### [What the exercise asks]
Transcribe every record exactly.

### [Provided data]
* * * * *

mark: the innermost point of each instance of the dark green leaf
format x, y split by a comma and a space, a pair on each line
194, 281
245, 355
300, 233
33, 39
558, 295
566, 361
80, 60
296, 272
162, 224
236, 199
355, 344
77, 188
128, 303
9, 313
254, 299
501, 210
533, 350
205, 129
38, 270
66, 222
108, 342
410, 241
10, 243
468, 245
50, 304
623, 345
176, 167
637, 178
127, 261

* * * * *

### [Exercise solution]
mark: the innermost point of each instance of the dark green leaf
format x, y split by a comma and a space, a pair on each line
194, 281
245, 355
300, 233
33, 39
558, 295
566, 361
80, 60
296, 272
162, 224
236, 199
355, 344
77, 188
128, 303
9, 313
254, 299
501, 210
533, 350
205, 129
38, 270
66, 222
108, 342
410, 241
10, 243
468, 245
50, 304
623, 345
176, 167
637, 178
127, 261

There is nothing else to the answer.